══ Text block

Worksheets and Files

Lesson plan, worksheet(s), and rubric (if any) at www.usmint.gov/kids/teachers/lessonPlans/pdf/197.pdf.

Session 1

  1. Display the "Westward Journey Nickel Series" overhead transparency. Distribute one "Westward Journey Nickel Series" and one "Concept Map" worksheet to each student.
  2. Explain to the students that the United States Mint is producing the Westward Journey Nickel Series in honor of the bicentennial anniversary of the Lewis and Clark Expedition and the Corps of Discovery. Tell the students that the "Westward Journey Nickel Series" worksheet contains images of the nickels from this series.
  3. Ask the students to begin the worksheet by recording what they see in each nickel’s design that relates to the Corps of Discovery. Ask the students to hypothesize why each image was selected and its relationship to the Corps of Discovery. If desired, allow the students to use their textbooks. Ask the students to record their answers on their "West- ward Journey Nickel Series" worksheet.
  4. Allow the students five to ten minutes to complete the worksheet individually. Pair up the students and allow them to collaborate for an additional five to ten minutes.
  5. Lead a class discussion regarding the students’ answers on their "Westward Journey Nickel Series" worksheets. Use the students’ responses to complete a model worksheet on the overhead transparency. Ensure that the students have a basic understanding of Lewis and Clark’s Expedition.
  6. Ask the students to recall the goals of the Expedition. Guide the students to conclude that the purpose of the Expedition was to explore the area called "Louisiana," purchased from France in 1803.

════
══ Records provided

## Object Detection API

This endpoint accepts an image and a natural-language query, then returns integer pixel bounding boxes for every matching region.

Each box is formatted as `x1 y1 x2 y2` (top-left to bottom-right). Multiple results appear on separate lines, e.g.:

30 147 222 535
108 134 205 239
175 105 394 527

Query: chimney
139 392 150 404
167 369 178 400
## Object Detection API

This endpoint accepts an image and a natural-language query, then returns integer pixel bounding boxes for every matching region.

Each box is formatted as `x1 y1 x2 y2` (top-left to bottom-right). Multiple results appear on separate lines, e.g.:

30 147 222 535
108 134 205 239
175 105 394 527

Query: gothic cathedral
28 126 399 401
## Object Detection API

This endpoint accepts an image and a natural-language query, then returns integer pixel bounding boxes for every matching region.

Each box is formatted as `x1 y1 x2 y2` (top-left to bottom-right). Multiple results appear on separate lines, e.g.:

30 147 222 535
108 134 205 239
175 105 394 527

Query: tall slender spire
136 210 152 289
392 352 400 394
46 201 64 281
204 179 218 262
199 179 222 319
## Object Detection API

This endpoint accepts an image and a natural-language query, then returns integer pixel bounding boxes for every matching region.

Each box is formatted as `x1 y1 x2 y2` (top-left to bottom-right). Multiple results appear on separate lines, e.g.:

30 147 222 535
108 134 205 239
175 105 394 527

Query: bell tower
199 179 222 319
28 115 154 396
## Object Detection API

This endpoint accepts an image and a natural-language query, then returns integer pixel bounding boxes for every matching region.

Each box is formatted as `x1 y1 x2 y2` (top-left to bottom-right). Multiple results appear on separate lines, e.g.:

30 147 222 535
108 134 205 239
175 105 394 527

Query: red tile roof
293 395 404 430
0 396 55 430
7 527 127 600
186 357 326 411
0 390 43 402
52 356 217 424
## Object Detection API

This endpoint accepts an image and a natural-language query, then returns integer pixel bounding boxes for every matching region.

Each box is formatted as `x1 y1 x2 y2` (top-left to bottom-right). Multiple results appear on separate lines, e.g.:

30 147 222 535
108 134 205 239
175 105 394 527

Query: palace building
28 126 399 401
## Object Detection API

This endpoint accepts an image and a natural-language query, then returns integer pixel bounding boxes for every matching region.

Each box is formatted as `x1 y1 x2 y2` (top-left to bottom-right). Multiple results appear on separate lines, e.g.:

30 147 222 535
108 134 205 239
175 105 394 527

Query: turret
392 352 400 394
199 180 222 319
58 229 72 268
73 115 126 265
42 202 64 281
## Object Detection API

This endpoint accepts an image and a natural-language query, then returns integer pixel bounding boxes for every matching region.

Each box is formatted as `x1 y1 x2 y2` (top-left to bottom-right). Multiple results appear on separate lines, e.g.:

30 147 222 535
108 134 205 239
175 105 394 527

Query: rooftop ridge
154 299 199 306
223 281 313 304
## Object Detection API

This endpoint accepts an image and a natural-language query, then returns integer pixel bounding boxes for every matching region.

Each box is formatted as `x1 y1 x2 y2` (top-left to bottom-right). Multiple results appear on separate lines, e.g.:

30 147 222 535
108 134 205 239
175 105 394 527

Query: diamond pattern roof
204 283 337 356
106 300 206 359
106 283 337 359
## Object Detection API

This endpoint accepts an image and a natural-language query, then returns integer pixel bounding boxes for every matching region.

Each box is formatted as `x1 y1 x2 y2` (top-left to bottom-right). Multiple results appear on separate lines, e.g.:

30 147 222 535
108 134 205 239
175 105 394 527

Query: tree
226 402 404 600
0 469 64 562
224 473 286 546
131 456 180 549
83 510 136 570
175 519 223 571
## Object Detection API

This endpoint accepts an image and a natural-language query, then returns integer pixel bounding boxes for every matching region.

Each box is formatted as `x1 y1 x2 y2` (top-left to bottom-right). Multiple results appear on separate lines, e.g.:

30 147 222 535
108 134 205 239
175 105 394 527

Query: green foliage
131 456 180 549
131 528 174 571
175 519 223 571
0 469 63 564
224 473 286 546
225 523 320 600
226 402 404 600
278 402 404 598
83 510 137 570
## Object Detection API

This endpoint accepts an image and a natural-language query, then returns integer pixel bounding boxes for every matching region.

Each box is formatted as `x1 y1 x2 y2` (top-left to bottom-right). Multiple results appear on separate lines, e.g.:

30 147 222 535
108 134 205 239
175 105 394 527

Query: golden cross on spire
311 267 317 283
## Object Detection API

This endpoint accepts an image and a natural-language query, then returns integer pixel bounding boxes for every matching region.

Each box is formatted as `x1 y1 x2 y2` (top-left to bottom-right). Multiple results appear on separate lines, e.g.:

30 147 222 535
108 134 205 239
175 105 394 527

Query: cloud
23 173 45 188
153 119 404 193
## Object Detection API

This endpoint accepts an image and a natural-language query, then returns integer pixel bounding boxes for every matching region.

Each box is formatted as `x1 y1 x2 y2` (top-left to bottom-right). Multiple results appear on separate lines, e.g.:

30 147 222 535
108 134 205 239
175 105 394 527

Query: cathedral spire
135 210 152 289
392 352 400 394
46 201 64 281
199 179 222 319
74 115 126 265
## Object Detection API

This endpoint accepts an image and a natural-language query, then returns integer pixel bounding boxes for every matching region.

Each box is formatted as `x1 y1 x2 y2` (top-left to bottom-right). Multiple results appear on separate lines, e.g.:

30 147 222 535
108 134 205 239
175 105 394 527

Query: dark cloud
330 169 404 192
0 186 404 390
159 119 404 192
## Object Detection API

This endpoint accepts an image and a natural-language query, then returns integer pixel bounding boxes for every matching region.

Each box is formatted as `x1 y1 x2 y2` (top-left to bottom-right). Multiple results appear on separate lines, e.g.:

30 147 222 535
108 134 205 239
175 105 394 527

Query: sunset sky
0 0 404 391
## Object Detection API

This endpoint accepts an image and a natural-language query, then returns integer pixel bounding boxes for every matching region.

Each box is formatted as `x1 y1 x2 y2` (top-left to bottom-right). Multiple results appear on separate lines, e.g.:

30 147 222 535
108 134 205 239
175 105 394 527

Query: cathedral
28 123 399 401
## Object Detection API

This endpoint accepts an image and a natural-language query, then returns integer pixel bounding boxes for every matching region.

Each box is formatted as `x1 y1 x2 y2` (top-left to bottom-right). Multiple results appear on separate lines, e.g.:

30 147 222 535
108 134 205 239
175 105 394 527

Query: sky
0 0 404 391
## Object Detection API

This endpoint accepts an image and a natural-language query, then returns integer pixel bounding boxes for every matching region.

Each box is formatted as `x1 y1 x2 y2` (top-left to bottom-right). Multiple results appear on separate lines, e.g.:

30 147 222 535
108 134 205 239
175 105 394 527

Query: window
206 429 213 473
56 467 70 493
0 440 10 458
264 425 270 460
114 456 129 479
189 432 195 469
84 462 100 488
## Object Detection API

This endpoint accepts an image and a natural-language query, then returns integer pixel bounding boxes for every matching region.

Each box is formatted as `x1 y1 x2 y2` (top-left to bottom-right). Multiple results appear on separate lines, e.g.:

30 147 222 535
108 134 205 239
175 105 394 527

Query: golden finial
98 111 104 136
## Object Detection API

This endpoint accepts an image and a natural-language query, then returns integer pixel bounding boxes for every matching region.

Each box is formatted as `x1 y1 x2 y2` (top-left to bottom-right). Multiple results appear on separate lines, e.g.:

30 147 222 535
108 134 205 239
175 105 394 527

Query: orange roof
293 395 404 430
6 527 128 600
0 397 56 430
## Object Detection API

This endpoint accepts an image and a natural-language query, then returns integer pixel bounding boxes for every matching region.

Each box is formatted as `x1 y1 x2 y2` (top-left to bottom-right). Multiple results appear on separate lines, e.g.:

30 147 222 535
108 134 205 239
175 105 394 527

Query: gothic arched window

════

— Request 1 —
Answer these questions from the nickel lesson plan.
(a) In honor of what is the United States Mint producing the Westward Journey Nickel Series?
(b) How long do the students get to complete the worksheet on their own?
(c) From which country was "Louisiana" purchased, and in what year?
— Request 2 —
Copy the nickel lesson plan between "3. Ask the students" and "and Clark’s Expedition.", inclusive, and substitute "notebooks" for "textbooks".

— Task output 1 —
(a) The bicentennial anniversary of the Lewis and Clark Expedition and the Corps of Discovery.
(b) Five to ten minutes.
(c) France, in 1803.

— Task output 2 —
3. Ask the students to begin the worksheet by recording what they see in each nickel’s design that relates to the Corps of Discovery. Ask the students to hypothesize why each image was selected and its relationship to the Corps of Discovery. If desired, allow the students to use their notebooks. Ask the students to record their answers on their "West- ward Journey Nickel Series" worksheet.
  4. Allow the students five to ten minutes to complete the worksheet individually. Pair up the students and allow them to collaborate for an additional five to ten minutes.
  5. Lead a class discussion regarding the students’ answers on their "Westward Journey Nickel Series" worksheets. Use the students’ responses to complete a model worksheet on the overhead transparency. Ensure that the students have a basic understanding of Lewis and Clark’s Expedition.